- **SHORT EXERCISE A**: Edit the note on translations, beginning at the words "The extracts from" and stopping after "their original form.". Replace "footnotes" with "endnotes" throughout that span.

- **EXCERPT**:
* Begin *
The extracts from the Writings of the Báb and Bahá'u'lláh contained in this book are mainly from the matchless translations by Shoghi Effendi, the Guardian of the Bahá'í Faith, and their published sources are acknowledged in the references and Bibliography. There are many other quotations from Persian manuscripts and publications, and these I have translated, unless otherwise indicated. Most quotations had to be edited prior to translation. The footnotes to these quotations, however, are mostly mine, and this is sometimes indicated explicitly where confusion may arise. Verses taken from the Qur'án are numbered in accordance with the Arabic text, although their numbering may differ from that given in English translations. Persian and Arabic names are transliterated in accordance with the system adopted for books on the Bahá'í Faith, but quotations are reproduced in their original form.
* End *
[Box-labeled dataset extracts]
* Begin *
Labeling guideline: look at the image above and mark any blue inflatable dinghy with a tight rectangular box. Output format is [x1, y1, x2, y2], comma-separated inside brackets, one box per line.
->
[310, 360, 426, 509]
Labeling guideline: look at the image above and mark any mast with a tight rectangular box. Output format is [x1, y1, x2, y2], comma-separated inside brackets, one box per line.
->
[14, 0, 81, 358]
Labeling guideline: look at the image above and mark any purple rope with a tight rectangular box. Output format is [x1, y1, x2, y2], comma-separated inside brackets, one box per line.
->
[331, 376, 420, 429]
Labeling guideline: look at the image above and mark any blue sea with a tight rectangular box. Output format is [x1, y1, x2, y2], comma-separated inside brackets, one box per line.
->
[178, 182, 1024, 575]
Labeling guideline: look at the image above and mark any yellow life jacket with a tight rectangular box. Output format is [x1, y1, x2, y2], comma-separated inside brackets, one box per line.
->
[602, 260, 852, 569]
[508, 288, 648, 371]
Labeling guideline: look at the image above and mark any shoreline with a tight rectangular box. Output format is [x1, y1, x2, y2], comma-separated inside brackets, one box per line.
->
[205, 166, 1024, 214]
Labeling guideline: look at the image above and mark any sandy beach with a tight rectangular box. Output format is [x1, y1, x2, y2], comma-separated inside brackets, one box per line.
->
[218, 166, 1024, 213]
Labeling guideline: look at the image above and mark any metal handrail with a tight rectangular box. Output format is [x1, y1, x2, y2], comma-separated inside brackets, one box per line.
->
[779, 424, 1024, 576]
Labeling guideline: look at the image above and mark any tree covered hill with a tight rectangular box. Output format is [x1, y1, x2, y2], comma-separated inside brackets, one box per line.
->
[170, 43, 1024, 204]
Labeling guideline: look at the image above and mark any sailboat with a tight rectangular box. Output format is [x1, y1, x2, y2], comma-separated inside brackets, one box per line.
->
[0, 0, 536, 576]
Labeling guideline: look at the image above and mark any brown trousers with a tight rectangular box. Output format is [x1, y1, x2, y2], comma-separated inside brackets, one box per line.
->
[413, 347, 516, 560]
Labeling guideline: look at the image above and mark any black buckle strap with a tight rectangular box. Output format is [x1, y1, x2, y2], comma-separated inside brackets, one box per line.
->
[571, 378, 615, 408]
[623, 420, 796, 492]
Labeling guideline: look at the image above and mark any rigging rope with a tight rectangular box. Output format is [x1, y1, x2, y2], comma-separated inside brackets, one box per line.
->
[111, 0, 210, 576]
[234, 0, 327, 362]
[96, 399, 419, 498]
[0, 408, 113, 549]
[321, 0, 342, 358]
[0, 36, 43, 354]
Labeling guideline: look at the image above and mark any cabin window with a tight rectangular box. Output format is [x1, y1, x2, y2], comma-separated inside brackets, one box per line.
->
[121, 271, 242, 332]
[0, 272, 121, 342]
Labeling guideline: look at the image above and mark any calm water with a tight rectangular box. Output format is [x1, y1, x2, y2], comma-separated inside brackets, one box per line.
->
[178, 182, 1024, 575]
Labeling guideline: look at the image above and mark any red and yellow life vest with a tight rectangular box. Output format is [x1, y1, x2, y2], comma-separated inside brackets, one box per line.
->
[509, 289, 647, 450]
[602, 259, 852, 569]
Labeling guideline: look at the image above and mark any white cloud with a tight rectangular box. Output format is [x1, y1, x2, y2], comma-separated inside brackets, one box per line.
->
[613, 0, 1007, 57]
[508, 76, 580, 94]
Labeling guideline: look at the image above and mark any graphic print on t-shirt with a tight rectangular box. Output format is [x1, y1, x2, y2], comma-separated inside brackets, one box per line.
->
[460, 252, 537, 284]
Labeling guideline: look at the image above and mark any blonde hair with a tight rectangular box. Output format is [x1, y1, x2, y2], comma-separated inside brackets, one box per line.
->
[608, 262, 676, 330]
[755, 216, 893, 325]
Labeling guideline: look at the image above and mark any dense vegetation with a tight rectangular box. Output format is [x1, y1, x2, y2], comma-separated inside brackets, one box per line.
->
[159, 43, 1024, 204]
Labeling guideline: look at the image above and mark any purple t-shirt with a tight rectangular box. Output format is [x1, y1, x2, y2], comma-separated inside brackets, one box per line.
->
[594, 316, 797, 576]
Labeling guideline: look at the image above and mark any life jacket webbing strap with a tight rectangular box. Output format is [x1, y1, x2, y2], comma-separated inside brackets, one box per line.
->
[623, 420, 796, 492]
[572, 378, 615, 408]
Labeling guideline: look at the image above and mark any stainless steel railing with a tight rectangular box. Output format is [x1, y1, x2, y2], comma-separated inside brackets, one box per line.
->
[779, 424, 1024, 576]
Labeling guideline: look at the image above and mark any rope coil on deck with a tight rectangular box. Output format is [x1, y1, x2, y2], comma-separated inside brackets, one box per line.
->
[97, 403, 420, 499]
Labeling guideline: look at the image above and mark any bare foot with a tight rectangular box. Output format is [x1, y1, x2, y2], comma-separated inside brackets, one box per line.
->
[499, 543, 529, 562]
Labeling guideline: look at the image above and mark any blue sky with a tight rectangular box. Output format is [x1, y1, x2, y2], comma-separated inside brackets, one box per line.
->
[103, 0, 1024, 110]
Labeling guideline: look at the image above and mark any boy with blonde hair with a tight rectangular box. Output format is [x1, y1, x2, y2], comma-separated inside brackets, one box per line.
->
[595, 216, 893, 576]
* End *
* Begin *
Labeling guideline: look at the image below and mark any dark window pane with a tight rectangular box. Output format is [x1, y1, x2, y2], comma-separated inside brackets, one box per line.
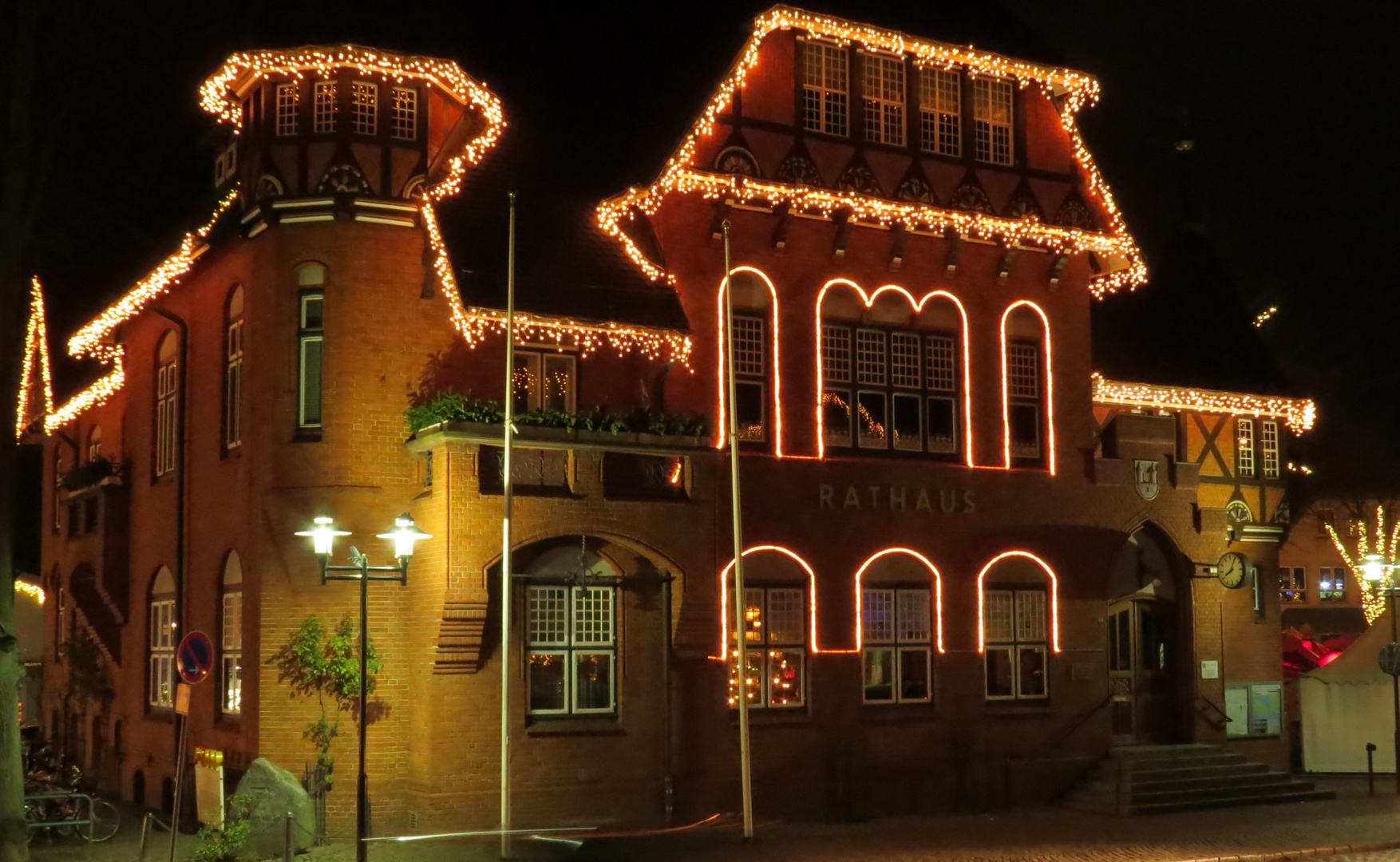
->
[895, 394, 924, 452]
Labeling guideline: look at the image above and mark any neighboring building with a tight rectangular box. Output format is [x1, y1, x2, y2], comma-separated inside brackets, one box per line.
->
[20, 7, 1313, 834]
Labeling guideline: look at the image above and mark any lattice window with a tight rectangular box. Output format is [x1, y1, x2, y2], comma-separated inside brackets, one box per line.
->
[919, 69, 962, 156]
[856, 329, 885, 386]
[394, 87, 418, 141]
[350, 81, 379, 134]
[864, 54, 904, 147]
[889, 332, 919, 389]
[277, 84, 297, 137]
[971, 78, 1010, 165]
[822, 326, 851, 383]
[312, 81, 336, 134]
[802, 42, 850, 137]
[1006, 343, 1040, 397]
* End *
- **SHORT EXERCISE B**: Copy the lines of the records verbatim, beginning at the line that has "any purple rope" and stopping after the line that has "[205, 166, 1024, 214]".

- **CORRECT OUTPUT A**:
The extracts from the Writings of the Báb and Bahá'u'lláh contained in this book are mainly from the matchless translations by Shoghi Effendi, the Guardian of the Bahá'í Faith, and their published sources are acknowledged in the references and Bibliography. There are many other quotations from Persian manuscripts and publications, and these I have translated, unless otherwise indicated. Most quotations had to be edited prior to translation. The endnotes to these quotations, however, are mostly mine, and this is sometimes indicated explicitly where confusion may arise. Verses taken from the Qur'án are numbered in accordance with the Arabic text, although their numbering may differ from that given in English translations. Persian and Arabic names are transliterated in accordance with the system adopted for books on the Bahá'í Faith, but quotations are reproduced in their original form.

- **CORRECT OUTPUT B**:
Labeling guideline: look at the image above and mark any purple rope with a tight rectangular box. Output format is [x1, y1, x2, y2], comma-separated inside brackets, one box per line.
->
[331, 376, 420, 429]
Labeling guideline: look at the image above and mark any blue sea with a tight rectangular box. Output format is [x1, y1, x2, y2], comma-separated inside brackets, one box per line.
->
[178, 182, 1024, 575]
Labeling guideline: look at the image above and mark any yellow life jacket with a tight rectangular box. Output format is [x1, y1, x2, y2], comma-separated inside brackets, one box per line.
->
[602, 260, 852, 569]
[508, 288, 648, 371]
Labeling guideline: look at the image above and mark any shoreline with a tight rectangular box. Output format is [x1, y1, x2, y2], comma-separated inside brackets, one box per line.
->
[205, 166, 1024, 214]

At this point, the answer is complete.